## Ketentuan Latihan
1. Dalam satu atau dua kalimat, jelaskan alasan Walikota Palangka Raya mengirim surat tentang penunjukan bank penyimpan uang daerah kepada Direktur BPK, sesuai berita tentang surat Walikota itu.
2. Teruskan berita tentang surat Walikota Palangka Raya kepada BPK, dimulai setelah kalimat terakhir yang tercantum.

Mungkinkah Pemko 'Putus' dengan BPK

DeTAK UTAMA EDISI 167

Surat Walikota Palangka Raya Nomor 900/ 225/Bid.III/DPKAD/III/2011 tertanggal 29 Februari 2011 tentang Penunjukan bank untuk tempat menyimpan uang daerah Pemerintah Kota (Pemko) Palangka Raya yang ditujukan kepada Direktur PT Bank Pembangunan Kalteng (BPK) Cabang Utama menuai sorotan berbagai kalangan.

BPK Palangka Raya (foto:yudhet)
Padahal surat Walikota itu adalah jawaban terhadap Surat Direktur Utama BPK Nomor KCU.102/SB-200/111 tanggal 28 Januari 2011 perihal Penunjukan BPK sebagai bank penyimpan uang daerah Pemko.

## Bahan yang Disediakan
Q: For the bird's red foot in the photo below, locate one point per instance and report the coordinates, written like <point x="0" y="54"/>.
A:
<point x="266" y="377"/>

## Kunci Jawaban
1. Surat Walikota itu dikirim sebagai jawaban atas Surat Direktur Utama BPK Nomor KCU.102/SB-200/111 tanggal 28 Januari 2011 perihal Penunjukan BPK sebagai bank penyimpan uang daerah Pemko.

2.
Yang menjadi titik krusial ketika Walikota dalam suratnya itu menyebut Pemko mendapat penawaran juga dari empat bank pemerintah yang berminat menawarkan untuk menjadi tempat menyimpan uang daerah Pemko, selain BPK.
Namun dalam suratnya itu, Walikota tidak menyebut menerima penawaran empat bank tersebut. Walikota hanya meminta tanggapan dari pihak BPK tentang penawaran itu. Malah, Walikota menghargai permohonan BPK untuk terus menjadi bank tempat menyimpan uang daerah Pemko. Prinsipnya, bersifat saling menguntungkan dan pelayanan proporsional, baik bagi Pemko maupun bagi BPK sendiri.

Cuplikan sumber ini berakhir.